- Exercise goal:
If a record holds a picture, leave the picture out and repeat everything else exactly.

- Data records:

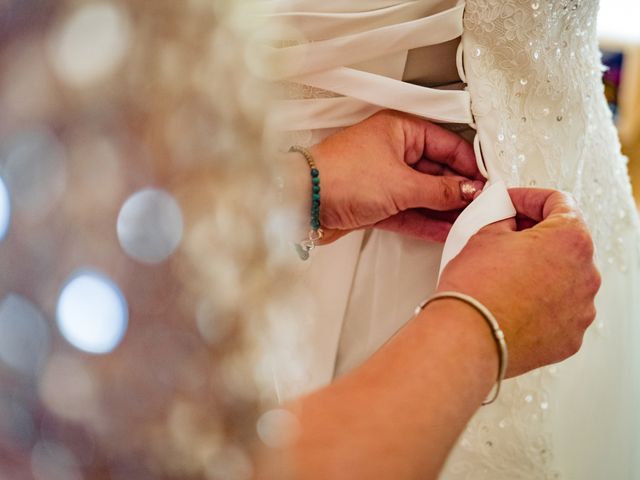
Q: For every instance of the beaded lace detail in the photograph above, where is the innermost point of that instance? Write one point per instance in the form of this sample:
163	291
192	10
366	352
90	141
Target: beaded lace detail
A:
535	68
534	71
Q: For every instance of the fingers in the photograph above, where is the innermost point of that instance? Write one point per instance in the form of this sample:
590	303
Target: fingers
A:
539	204
425	139
415	224
440	193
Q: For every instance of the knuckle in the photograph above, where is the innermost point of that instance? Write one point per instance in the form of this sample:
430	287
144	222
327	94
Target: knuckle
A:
574	345
579	240
447	191
595	281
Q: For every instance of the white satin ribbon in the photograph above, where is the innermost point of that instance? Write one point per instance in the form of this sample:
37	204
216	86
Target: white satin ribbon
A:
491	206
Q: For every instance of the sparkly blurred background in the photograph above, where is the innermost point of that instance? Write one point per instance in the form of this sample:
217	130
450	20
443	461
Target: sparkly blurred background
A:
129	146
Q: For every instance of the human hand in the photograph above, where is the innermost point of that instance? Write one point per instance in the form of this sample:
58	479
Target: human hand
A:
396	172
540	282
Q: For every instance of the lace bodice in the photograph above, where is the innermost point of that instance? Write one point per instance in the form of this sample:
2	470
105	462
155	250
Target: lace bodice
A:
534	92
534	73
533	67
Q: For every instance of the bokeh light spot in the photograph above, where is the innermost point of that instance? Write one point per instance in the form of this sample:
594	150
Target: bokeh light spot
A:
5	209
35	172
91	43
278	428
92	313
150	226
24	335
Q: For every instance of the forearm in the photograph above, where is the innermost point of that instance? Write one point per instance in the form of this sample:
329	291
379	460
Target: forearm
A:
398	416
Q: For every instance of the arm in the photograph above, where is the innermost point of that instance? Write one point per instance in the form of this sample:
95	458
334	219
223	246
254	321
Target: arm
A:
397	416
391	171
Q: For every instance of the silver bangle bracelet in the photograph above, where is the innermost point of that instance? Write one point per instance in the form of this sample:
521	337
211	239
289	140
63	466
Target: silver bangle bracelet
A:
498	334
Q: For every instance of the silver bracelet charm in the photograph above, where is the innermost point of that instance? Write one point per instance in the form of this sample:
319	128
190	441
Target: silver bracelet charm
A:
498	334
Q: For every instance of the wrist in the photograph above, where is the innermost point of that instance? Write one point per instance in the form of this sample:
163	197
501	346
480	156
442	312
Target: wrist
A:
469	334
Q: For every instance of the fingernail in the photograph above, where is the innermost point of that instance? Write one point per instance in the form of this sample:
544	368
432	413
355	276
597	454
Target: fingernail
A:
469	189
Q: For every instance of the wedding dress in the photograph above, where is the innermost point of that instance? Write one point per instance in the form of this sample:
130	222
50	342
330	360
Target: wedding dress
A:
532	101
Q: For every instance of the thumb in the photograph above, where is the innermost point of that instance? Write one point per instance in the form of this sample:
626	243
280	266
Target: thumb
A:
440	193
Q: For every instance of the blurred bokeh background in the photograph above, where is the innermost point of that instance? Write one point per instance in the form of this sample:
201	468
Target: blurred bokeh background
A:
620	41
118	121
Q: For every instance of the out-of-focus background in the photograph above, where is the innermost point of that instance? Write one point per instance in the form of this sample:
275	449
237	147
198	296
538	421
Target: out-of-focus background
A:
619	31
118	120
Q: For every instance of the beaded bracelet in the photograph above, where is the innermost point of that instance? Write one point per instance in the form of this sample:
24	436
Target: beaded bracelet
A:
305	247
498	334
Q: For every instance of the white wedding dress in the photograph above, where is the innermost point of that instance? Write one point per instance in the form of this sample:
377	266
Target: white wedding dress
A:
534	94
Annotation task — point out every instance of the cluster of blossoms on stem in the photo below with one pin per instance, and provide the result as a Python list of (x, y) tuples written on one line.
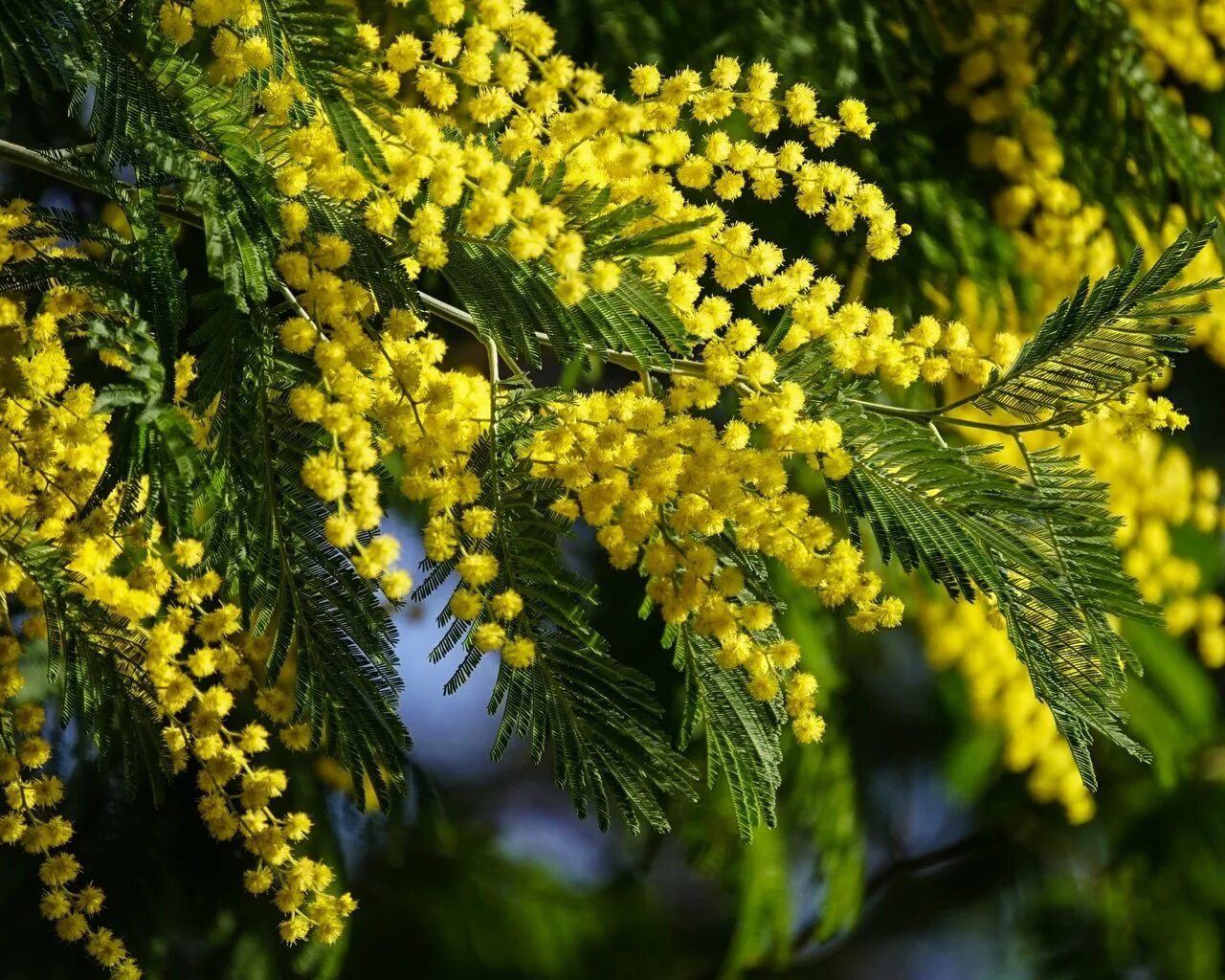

- Exercise result:
Q: For every instance of the beaded lace detail in the photograph above, where is the innermost point of that instance? Write one point per instance in the form of this sample:
163	291
192	10
366	352
90	141
Target: beaded lace detail
A:
535	68
534	71
Q: For every instance of the fingers in the photograph above, where is the innermost point of that instance? Write one point per instance in the form of this sample:
590	303
Target: fingers
A:
539	204
425	139
415	224
440	193
Q: For every instance of the knuckle in the photograph above, where is the innermost point of that instance? Write one point per instance in the form of this sample:
430	287
144	222
327	94
Target: knuckle
A:
574	345
579	240
447	191
595	281
Q: For every instance of the white satin ribbon in the photograph above, where is the innermost point of that instance? Write one point per instance in the form of this sample:
37	204
216	86
Target: white satin ribbon
A:
491	206
Q: For every instance of the sparkly blurred background in the photograph above, where is the innermost point of that instance? Write one point per instance in the form of this sample:
217	130
450	20
443	461
Target: sparkly blurred background
A:
129	146
Q: For every instance of the human hand in the photograph above, where is the innermost point of that instance? Write one point per instance in the form of this sample:
58	479
Target: human hand
A:
396	172
540	282
Q: For every instance of the lace bodice in the photograph above, where is the innermost point of that instance? Write one point per instance in the form of this sample:
2	470
105	462
155	250
Target: lace bodice
A:
534	92
534	73
533	67
Q: For every instance of the bokeh light spot in the photograph above, where is the innermost point of that instance? Write one point per instance in the form of this sample:
594	150
Target: bokeh light spot
A:
5	209
35	172
91	43
278	428
92	313
150	226
24	335
Q: For every instance of the forearm in the photograph above, where is the innermost point of that instance? Write one point per instance in the form of this sample:
329	291
379	460
Target: forearm
A:
398	416
Q: For every instance of the arm in the photograph above, where is the innermost point of that instance? Write one point per instance in the form of this sample:
95	458
334	219
223	246
254	321
Target: arm
A:
397	416
391	171
Q: For every instance of the silver bangle bracelet in the photograph above, where is the innermost point of that instance? Write one point per instance in the form of this sample:
521	337
211	239
289	140
63	466
Target: silver bangle bracelet
A:
498	334
Q: For every instance of the silver bracelet charm in the photograph above, where is the innermost point of that instance? Write one point per instance in the form of this sample:
319	128
190	441
Target: silver bracelet charm
A:
498	334
Q: For every instance of the wrist in the photograph above, where is the innermost point of that instance? Write one point per instance in the form of this sample:
163	197
501	346
480	156
442	312
Target: wrist
A:
469	334
Q: For every instance of the fingernail in the photograph above, where is the innermost point of that instance? Write one point per instance in the form of this sample:
544	368
432	413
355	276
597	454
Target: fingernail
A:
469	189
Q: For every instance of the wedding dress in the photograph above, where is the innermost point of that instance? Write one point per instance in the form of this sample:
130	222
50	342
330	360
Target: wedding dress
A:
532	101
Q: For every instance of the thumb in the photograph above, where is the innermost point of that instance? Write one point per instance in the form of this sample:
626	243
280	266
Target: thumb
A:
440	193
Q: For every instance of the blurred bokeh background in the photograph above, where is the innermost point of that instance? Write one point per instance in the form of this sample:
201	468
Target: blurred bokeh background
A:
620	41
118	121
Q: For every instance of the out-of-focus background in the photograph above, where is the innermost point of that instance? Write one point per instance in the form of this sample:
275	449
237	147
198	296
538	421
Target: out-of-focus background
A:
619	31
118	120
Q: For every instance of the beaded bracelet in the photograph above, where is the innermost point of that instance? Write one point per instance in the form of this sample:
24	436
Target: beaded bracelet
A:
305	247
498	334
Q: For every instance of the white wedding dress in the photograph above, where is the innermost point of that instance? Write one point per instance in the form of this sample:
377	266
Target: white wedding dress
A:
534	94
Annotation task — point out every instance of the cluster of blossoms on stem in the photo below with one pin per instance, and provide the result as a Python list of (x, y) tuples written on one line.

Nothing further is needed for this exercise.